### Task
Transcribe the listing word for word.
※
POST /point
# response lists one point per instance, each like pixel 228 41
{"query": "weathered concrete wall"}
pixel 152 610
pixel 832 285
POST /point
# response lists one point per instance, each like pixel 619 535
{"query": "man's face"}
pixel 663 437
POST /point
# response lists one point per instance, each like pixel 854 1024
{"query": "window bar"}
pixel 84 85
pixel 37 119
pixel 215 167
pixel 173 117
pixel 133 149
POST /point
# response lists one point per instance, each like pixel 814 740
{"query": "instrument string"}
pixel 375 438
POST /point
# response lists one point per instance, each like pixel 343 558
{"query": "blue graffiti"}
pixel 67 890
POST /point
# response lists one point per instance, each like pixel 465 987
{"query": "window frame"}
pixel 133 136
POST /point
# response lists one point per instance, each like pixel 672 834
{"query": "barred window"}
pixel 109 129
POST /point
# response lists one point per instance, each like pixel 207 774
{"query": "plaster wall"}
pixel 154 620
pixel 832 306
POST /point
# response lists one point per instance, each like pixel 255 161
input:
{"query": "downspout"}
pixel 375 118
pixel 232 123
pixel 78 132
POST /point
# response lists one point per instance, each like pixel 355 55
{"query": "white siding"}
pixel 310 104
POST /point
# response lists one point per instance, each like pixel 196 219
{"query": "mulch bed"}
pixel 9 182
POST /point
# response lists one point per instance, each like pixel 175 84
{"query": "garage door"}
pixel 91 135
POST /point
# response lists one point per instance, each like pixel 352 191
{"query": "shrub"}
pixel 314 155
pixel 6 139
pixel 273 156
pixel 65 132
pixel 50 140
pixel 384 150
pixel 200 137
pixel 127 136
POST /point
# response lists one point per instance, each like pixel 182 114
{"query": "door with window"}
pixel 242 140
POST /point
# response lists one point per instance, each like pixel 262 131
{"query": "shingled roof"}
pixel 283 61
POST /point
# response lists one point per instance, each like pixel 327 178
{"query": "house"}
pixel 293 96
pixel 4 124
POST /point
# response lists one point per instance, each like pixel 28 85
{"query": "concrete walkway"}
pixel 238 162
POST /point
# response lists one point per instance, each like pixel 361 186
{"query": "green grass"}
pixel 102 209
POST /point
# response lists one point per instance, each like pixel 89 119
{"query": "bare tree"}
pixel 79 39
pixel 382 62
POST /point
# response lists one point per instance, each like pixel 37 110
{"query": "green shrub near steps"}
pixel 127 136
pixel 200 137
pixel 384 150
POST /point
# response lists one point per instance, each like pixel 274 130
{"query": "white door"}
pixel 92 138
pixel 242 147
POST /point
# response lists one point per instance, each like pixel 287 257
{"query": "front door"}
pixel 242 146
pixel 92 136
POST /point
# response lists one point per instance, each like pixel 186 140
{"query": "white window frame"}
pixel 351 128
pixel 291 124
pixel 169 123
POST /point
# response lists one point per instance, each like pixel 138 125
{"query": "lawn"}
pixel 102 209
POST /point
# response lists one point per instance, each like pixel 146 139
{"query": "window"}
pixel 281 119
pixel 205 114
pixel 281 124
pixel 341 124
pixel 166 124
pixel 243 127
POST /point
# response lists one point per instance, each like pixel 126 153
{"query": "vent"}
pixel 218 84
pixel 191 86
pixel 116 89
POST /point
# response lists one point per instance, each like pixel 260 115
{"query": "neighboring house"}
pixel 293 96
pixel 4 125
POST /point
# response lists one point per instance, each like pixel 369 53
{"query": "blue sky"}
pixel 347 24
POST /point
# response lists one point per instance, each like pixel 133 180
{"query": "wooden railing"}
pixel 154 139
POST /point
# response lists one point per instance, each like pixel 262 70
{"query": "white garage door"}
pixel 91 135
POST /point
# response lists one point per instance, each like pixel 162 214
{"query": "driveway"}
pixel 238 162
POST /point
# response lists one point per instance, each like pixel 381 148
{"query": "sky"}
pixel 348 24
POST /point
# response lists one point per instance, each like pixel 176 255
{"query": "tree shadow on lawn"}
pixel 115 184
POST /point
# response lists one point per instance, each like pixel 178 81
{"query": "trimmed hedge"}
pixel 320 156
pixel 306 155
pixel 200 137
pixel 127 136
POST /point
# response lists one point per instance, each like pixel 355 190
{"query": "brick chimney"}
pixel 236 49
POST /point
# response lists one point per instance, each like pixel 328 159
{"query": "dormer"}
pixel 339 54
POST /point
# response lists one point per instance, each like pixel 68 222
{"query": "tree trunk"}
※
### Completed task
POST /point
# response lists one point per instance, each like pixel 228 41
{"query": "weathered concrete wall"}
pixel 152 610
pixel 832 285
POST /point
# response lists one point per instance, each like pixel 619 535
{"query": "man's face"}
pixel 663 437
POST /point
# response lists one point per instance, each like pixel 854 1024
{"query": "window bar"}
pixel 84 85
pixel 37 119
pixel 215 167
pixel 173 117
pixel 133 149
POST /point
# response lists one point per instance, each like pixel 814 740
{"query": "instrument string"}
pixel 375 438
POST /point
# response lists one point per instance, each like pixel 343 558
{"query": "blue graffiti"}
pixel 67 890
POST /point
# response lists one point per instance, each like pixel 465 987
{"query": "window frame"}
pixel 133 136
POST /point
# response lists one point per instance, each like pixel 672 834
{"query": "barred window"}
pixel 109 129
POST /point
# response lists one point per instance, each like pixel 207 774
{"query": "plaster wall"}
pixel 154 620
pixel 832 306
POST /point
# response lists one point per instance, each like pixel 255 161
input:
{"query": "downspout"}
pixel 375 118
pixel 232 123
pixel 78 132
POST /point
# response lists one point per instance, each like pixel 355 55
{"query": "white siding"}
pixel 310 104
POST /point
# response lists one point per instance, each like pixel 196 219
{"query": "mulch bed"}
pixel 9 182
POST /point
# response lists one point per instance, each like pixel 175 84
{"query": "garage door"}
pixel 91 135
POST /point
# response lists one point per instance, each like pixel 352 191
{"query": "shrub"}
pixel 314 155
pixel 6 139
pixel 273 156
pixel 65 132
pixel 50 140
pixel 384 150
pixel 200 137
pixel 127 136
POST /point
# response lists one point per instance, each like pixel 182 114
{"query": "door with window"}
pixel 242 140
POST /point
# response lists one point per instance, each like pixel 262 131
{"query": "shingled roof"}
pixel 283 61
POST /point
# response lists one point per instance, each like pixel 327 178
{"query": "house"}
pixel 293 96
pixel 4 124
POST /point
# response lists one point per instance, each like pixel 28 85
{"query": "concrete walkway"}
pixel 238 162
POST /point
# response lists one point per instance, each like pixel 361 186
{"query": "green grass"}
pixel 102 209
POST /point
# response lists one point per instance, each like pixel 89 119
{"query": "bare tree"}
pixel 79 39
pixel 382 62
POST /point
# response lists one point per instance, each like pixel 37 110
{"query": "green shrub near steps"}
pixel 127 136
pixel 200 137
pixel 384 150
POST /point
# response lists one point per instance, each like pixel 274 130
{"query": "white door"}
pixel 92 138
pixel 242 147
POST /point
# response lists one point per instance, each like pixel 287 257
{"query": "front door"}
pixel 242 146
pixel 92 136
POST /point
# response lists one point per instance, each like pixel 186 140
{"query": "white window frame"}
pixel 351 128
pixel 291 124
pixel 169 123
POST /point
# response lists one point per instance, each like pixel 138 125
{"query": "lawn"}
pixel 102 209
POST /point
# response lists one point per instance, each like pixel 146 139
{"query": "window"}
pixel 281 119
pixel 205 114
pixel 281 124
pixel 341 124
pixel 166 124
pixel 243 127
POST /point
# response lists one point per instance, each like pixel 126 153
{"query": "vent"}
pixel 218 84
pixel 191 86
pixel 116 89
POST /point
# response lists one point per instance, each like pixel 260 115
{"query": "neighboring house"}
pixel 293 96
pixel 4 125
POST /point
# response lists one point per instance, each like pixel 369 53
{"query": "blue sky"}
pixel 347 24
POST /point
# response lists one point per instance, each like pixel 133 180
{"query": "wooden railing"}
pixel 154 139
POST /point
# response lists one point per instance, each like pixel 262 70
{"query": "white garage door"}
pixel 91 135
POST /point
# response lists one point per instance, each like pixel 162 214
{"query": "driveway"}
pixel 238 162
POST /point
# response lists one point per instance, each like pixel 381 148
{"query": "sky"}
pixel 348 24
POST /point
# response lists one point per instance, each like pixel 176 255
{"query": "tree shadow on lawn"}
pixel 115 184
POST /point
# response lists one point per instance, each like pixel 178 81
{"query": "trimmed hedge"}
pixel 320 156
pixel 306 155
pixel 200 137
pixel 127 136
POST /point
# response lists one point per instance, each like pixel 355 190
{"query": "brick chimney"}
pixel 236 49
POST /point
# response lists one point per instance, each like pixel 328 159
{"query": "dormer"}
pixel 339 54
POST /point
# response lists one point per instance, each like pixel 68 222
{"query": "tree trunk"}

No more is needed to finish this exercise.